Keep the pictures out, please, and set down every record exactly.

(Image point grounding data)
▬▬▬▬▬▬

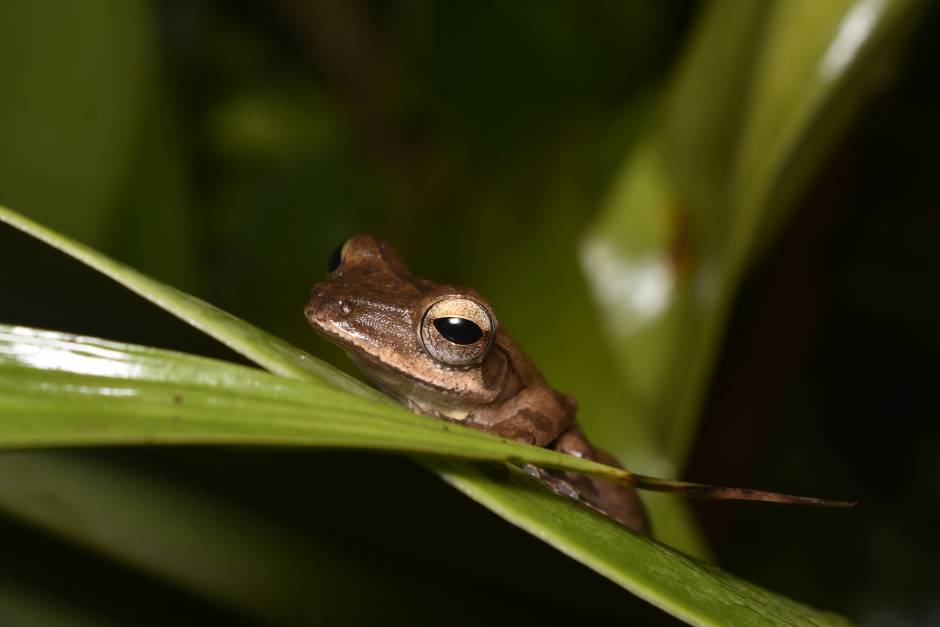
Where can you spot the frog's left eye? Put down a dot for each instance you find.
(457, 331)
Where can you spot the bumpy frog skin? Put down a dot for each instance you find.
(439, 350)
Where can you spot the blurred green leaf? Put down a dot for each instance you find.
(765, 91)
(76, 78)
(96, 391)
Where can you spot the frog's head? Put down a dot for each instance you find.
(416, 339)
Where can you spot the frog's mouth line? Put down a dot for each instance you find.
(370, 363)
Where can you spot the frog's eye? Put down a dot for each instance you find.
(457, 331)
(336, 259)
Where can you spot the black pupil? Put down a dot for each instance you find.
(458, 330)
(336, 258)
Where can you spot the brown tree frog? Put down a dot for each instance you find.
(439, 350)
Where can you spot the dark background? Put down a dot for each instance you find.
(267, 132)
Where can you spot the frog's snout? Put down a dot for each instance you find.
(324, 307)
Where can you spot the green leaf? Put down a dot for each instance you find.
(764, 93)
(76, 77)
(61, 390)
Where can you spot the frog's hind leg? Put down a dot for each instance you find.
(617, 502)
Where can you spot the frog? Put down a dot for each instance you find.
(440, 350)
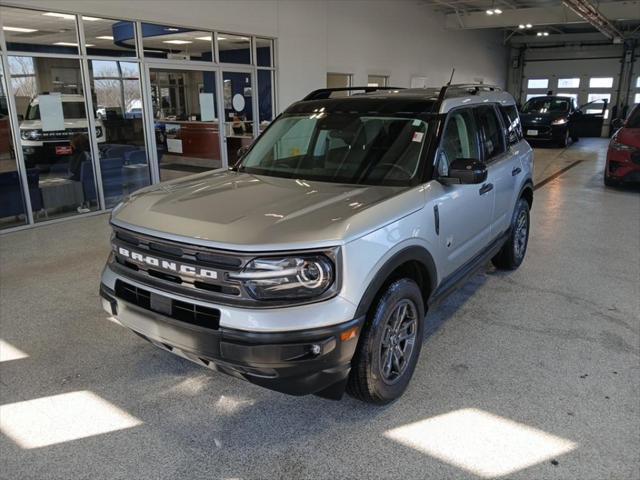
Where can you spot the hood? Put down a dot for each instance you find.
(541, 118)
(240, 211)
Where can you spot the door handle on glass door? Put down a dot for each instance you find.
(487, 187)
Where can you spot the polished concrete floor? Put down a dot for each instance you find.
(533, 374)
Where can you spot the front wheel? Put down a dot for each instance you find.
(389, 345)
(513, 251)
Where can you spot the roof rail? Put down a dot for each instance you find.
(324, 93)
(476, 86)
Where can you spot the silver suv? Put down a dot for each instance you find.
(309, 266)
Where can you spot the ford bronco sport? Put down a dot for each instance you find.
(309, 266)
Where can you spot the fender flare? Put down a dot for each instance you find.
(412, 253)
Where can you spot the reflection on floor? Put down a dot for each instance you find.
(548, 353)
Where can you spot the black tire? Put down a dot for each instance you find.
(370, 380)
(513, 251)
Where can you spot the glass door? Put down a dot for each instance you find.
(238, 99)
(186, 127)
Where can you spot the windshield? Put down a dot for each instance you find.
(69, 110)
(341, 148)
(546, 105)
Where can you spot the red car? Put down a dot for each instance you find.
(623, 156)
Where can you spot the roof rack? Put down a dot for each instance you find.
(475, 87)
(324, 93)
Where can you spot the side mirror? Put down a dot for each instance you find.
(466, 171)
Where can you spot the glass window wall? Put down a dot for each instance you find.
(12, 205)
(54, 134)
(116, 95)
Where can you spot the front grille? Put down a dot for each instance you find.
(171, 256)
(178, 310)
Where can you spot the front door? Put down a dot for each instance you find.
(464, 211)
(588, 119)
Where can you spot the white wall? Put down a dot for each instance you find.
(399, 38)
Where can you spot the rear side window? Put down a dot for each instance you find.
(493, 139)
(459, 140)
(512, 121)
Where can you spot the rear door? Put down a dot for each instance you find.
(587, 121)
(463, 212)
(502, 166)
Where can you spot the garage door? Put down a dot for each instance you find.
(586, 80)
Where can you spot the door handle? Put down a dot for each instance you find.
(487, 187)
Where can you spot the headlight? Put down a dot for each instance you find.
(296, 277)
(30, 134)
(621, 147)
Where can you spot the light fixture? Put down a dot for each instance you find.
(66, 16)
(19, 29)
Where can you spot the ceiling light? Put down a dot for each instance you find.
(19, 29)
(66, 16)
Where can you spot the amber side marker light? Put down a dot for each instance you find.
(349, 334)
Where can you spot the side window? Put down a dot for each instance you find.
(459, 140)
(493, 141)
(512, 121)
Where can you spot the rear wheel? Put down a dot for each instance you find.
(513, 251)
(389, 345)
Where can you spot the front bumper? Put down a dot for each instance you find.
(294, 362)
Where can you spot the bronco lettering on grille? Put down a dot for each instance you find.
(168, 265)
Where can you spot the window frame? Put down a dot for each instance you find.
(481, 132)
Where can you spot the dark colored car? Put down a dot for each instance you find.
(556, 119)
(623, 156)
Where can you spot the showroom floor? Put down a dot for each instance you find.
(531, 374)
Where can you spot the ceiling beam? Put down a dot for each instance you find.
(626, 10)
(592, 15)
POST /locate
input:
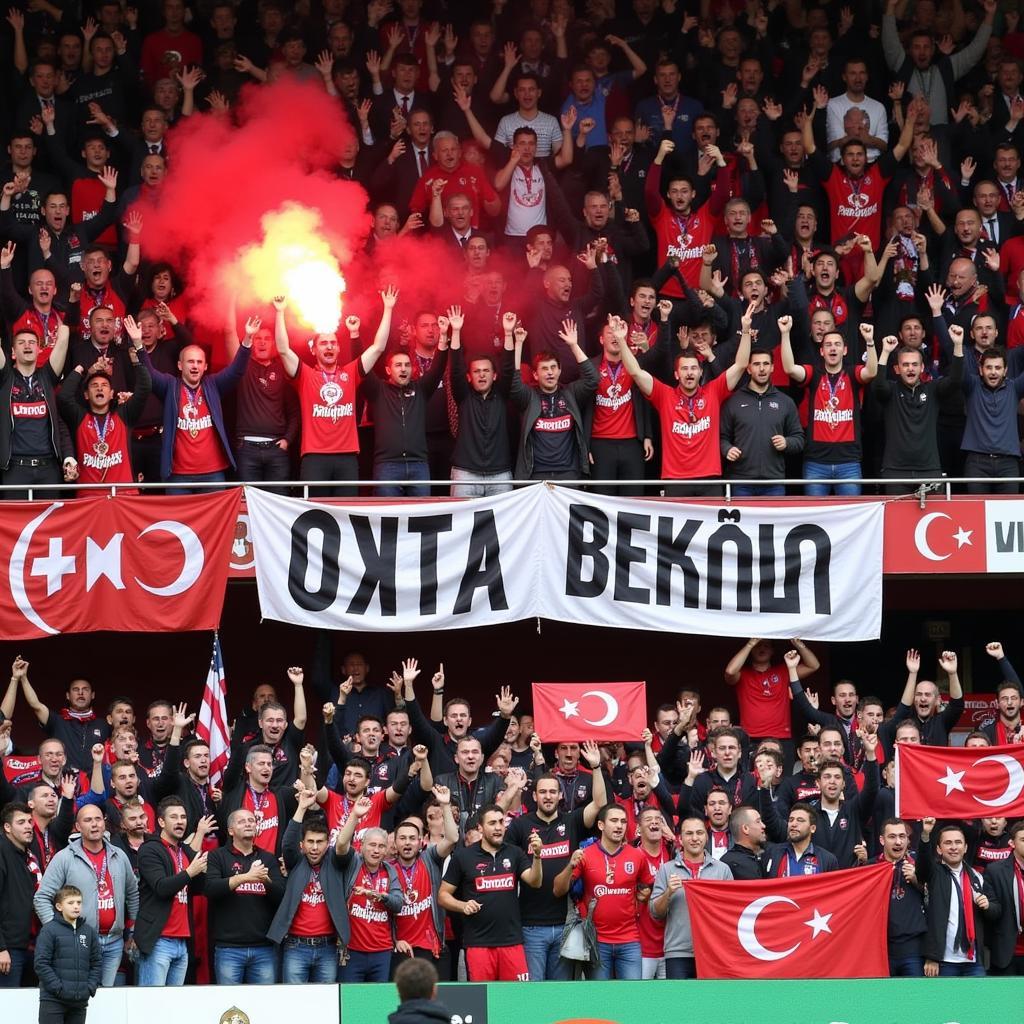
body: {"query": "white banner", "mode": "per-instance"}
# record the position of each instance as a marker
(808, 570)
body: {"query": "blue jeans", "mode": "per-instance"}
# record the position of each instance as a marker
(112, 947)
(366, 967)
(400, 474)
(541, 943)
(620, 961)
(906, 967)
(165, 966)
(18, 957)
(754, 491)
(245, 965)
(832, 471)
(177, 479)
(947, 970)
(303, 964)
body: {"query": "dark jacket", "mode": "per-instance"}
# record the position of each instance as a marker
(159, 884)
(168, 389)
(482, 442)
(69, 962)
(400, 413)
(1000, 888)
(299, 873)
(749, 422)
(911, 417)
(576, 394)
(17, 883)
(59, 435)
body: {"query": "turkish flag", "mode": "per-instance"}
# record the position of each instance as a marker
(127, 563)
(948, 539)
(814, 926)
(960, 781)
(571, 712)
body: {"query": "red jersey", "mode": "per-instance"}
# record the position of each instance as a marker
(651, 931)
(102, 452)
(690, 448)
(764, 701)
(264, 807)
(613, 402)
(369, 919)
(416, 919)
(197, 446)
(177, 926)
(312, 916)
(612, 880)
(337, 808)
(104, 890)
(855, 205)
(328, 404)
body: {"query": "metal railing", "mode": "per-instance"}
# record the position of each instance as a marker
(923, 488)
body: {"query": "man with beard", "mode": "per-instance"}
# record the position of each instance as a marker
(420, 922)
(668, 897)
(560, 832)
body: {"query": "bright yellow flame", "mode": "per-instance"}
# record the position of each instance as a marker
(295, 260)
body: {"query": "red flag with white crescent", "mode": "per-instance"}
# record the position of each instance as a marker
(960, 781)
(813, 926)
(570, 712)
(127, 563)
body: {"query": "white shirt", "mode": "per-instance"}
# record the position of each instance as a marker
(836, 112)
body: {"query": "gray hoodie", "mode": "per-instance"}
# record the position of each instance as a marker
(678, 937)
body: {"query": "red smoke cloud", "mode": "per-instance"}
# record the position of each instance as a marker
(280, 153)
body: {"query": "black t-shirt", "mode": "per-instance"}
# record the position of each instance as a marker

▬▬▬▬▬▬

_Final answer_
Where can you spot the frog's left eye? Put down a dot for each instance you find.
(457, 331)
Where can you spot the bumpy frog skin? Put down a dot for each instance you find.
(439, 350)
Where can you spot the blurred green leaf? Put down a dot for each instance you find.
(765, 91)
(76, 78)
(96, 391)
Where can you spot the frog's head? Put down a dot for each instance you find.
(416, 339)
Where can you spot the frog's mouth line? Put down a dot for each instance you find.
(370, 363)
Where can you spot the frog's eye? Put down a dot for each instance you find.
(457, 331)
(336, 259)
Where can you spot the black pupil? Put down a dot for each instance you find.
(458, 330)
(336, 258)
Where can you spot the brown tree frog? Put down a dot for each instance you find.
(439, 350)
Where can you spot the dark background? Put down a dot for each instance you find.
(267, 132)
Where can you spot the frog's snout? Put down a dot for each instance you find.
(324, 307)
Where can you spot the green leaf? Put down a dot for each instance you find.
(764, 93)
(76, 77)
(61, 390)
Where can you spot the frog's hind leg? Put down a dot for each instance you find.
(617, 502)
Where can you spot the frog? Put down a dot for each instance you find.
(440, 350)
Where can you spot the hood? Put down a dot for each instance you find.
(541, 118)
(240, 211)
Where can you spot the door handle on glass door? Put down a dot for each instance you find.
(487, 187)
Where can you spot the polished concrete floor? Put down a dot for each instance you find.
(533, 374)
Where can you spot the front wheel? Put down a dot for each instance you find.
(389, 345)
(513, 251)
Where can you spot the roof rail? Put down a dot for each instance you find.
(324, 93)
(476, 86)
Where can you spot the silver suv? Put down a dot for each instance you find.
(309, 266)
Where can you spot the ford bronco sport? Put down a dot for each instance you find.
(309, 266)
Where can you spot the fender flare? Put down a dot for each instance you find.
(412, 253)
Where can you spot the reflection on floor? Put down a dot for each instance you find.
(548, 353)
Where can you spot the black tire? Put down a dot for each instance you find.
(370, 380)
(513, 251)
Where can you spot the glass door? Put down a dot for each instance you find.
(238, 99)
(186, 127)
Where can you spot the windshield? Put down a dot for each instance you find.
(69, 110)
(341, 148)
(546, 105)
Where can you spot the red car? Put down a dot for each instance you find.
(623, 156)
Where can you spot the roof rack? Put down a dot for each instance you find.
(475, 87)
(324, 93)
Where can you spot the side mirror? Put down a dot for each instance you find.
(466, 171)
Where can you spot the glass window wall? Put down a dot for each instance you find.
(12, 205)
(54, 134)
(116, 95)
Where can you spot the front grille? Put down a dot for each instance you find.
(171, 256)
(178, 310)
Where can you spot the front door? Put down a dot for each instance you find.
(464, 211)
(588, 119)
Where can you spot the white wall? Put down a dot for each instance you find.
(399, 38)
Where can you spot the rear side window? Put down a dot for each instance you find.
(493, 139)
(459, 140)
(512, 121)
Where can you spot the rear door? Put down a dot for each instance you find.
(587, 121)
(463, 212)
(502, 166)
Where can you spot the garage door? Put down a dot for each instance you find.
(586, 80)
Where can you spot the door handle? Put down a dot for each instance you find.
(487, 187)
Where can you spot the headlight? Put down a dot for each instance you find.
(296, 277)
(30, 134)
(621, 147)
Where can you spot the light fixture? Put down a dot for each instance you find.
(66, 16)
(19, 29)
Where can you spot the ceiling light? Put down a dot for each instance you find.
(19, 29)
(66, 16)
Where can you spot the amber side marker light? Put down a dot for each instance you find.
(349, 334)
Where can you spot the side window? Put down a dot for each instance you find.
(459, 140)
(493, 141)
(512, 121)
Where can you spot the rear wheel? Put down a dot for each instance you find.
(513, 251)
(389, 345)
Where can you spot the front bumper? Put down a dot for each instance you find.
(294, 362)
Where can you spot the bronco lettering on grille? Put down a dot for each instance you find.
(168, 265)
Where can you spot the window frame? Put down a dot for each instance you find.
(481, 132)
Where can you spot the dark colored car? Put down a dot for each instance you find.
(556, 119)
(623, 156)
Where can you spot the showroom floor? Put down a dot for each instance you find.
(531, 374)
Where can you spot the ceiling beam? Put down a dot for each instance you find.
(626, 10)
(592, 15)
POST /locate
input:
body: {"query": "white banner", "mode": "per-instance"}
# record the position of each instance as a marker
(808, 570)
body: {"query": "blue jeans", "mode": "per-instance"}
# record the position of each instance as a marker
(112, 947)
(366, 967)
(400, 474)
(541, 943)
(620, 961)
(906, 967)
(165, 966)
(18, 957)
(754, 491)
(245, 965)
(832, 471)
(177, 479)
(947, 970)
(303, 964)
body: {"query": "dark jacket", "mode": "per-instance"}
# record the position of each instance as a marker
(159, 884)
(168, 389)
(482, 442)
(69, 962)
(400, 413)
(1000, 888)
(299, 873)
(749, 422)
(911, 417)
(576, 394)
(17, 883)
(59, 435)
body: {"query": "turkish flag", "mode": "per-instance"}
# record the position of each instance as a marker
(127, 563)
(948, 539)
(814, 926)
(960, 781)
(571, 712)
body: {"query": "red jersey", "mode": "per-instance"}
# record the position of each instance as a marker
(651, 931)
(102, 452)
(690, 448)
(764, 701)
(264, 807)
(613, 402)
(369, 919)
(416, 919)
(197, 446)
(177, 926)
(312, 916)
(612, 880)
(337, 808)
(104, 890)
(855, 205)
(328, 404)
body: {"query": "metal railing", "mode": "per-instance"}
# record the position of each instance as a marker
(923, 488)
body: {"query": "man with beard", "mode": "per-instance"}
# record the position of each instance as a marker
(420, 922)
(668, 897)
(560, 832)
body: {"query": "bright yellow flame", "mode": "per-instance"}
# record the position of each instance as a marker
(295, 260)
body: {"query": "red flag with white crescent", "mode": "per-instance"}
# record the position of each instance as a marker
(960, 781)
(813, 926)
(570, 712)
(127, 563)
body: {"query": "white shirt", "mode": "per-instance"}
# record the position of each instance as a marker
(836, 112)
body: {"query": "gray hoodie", "mode": "per-instance"}
# record the position of each instance as a marker
(678, 937)
body: {"query": "red smoke cloud", "mode": "per-instance"}
# record the position of each instance as a marker
(280, 153)
body: {"query": "black t-shirt", "mode": "per-instance"}
# record the position of each instance as a marker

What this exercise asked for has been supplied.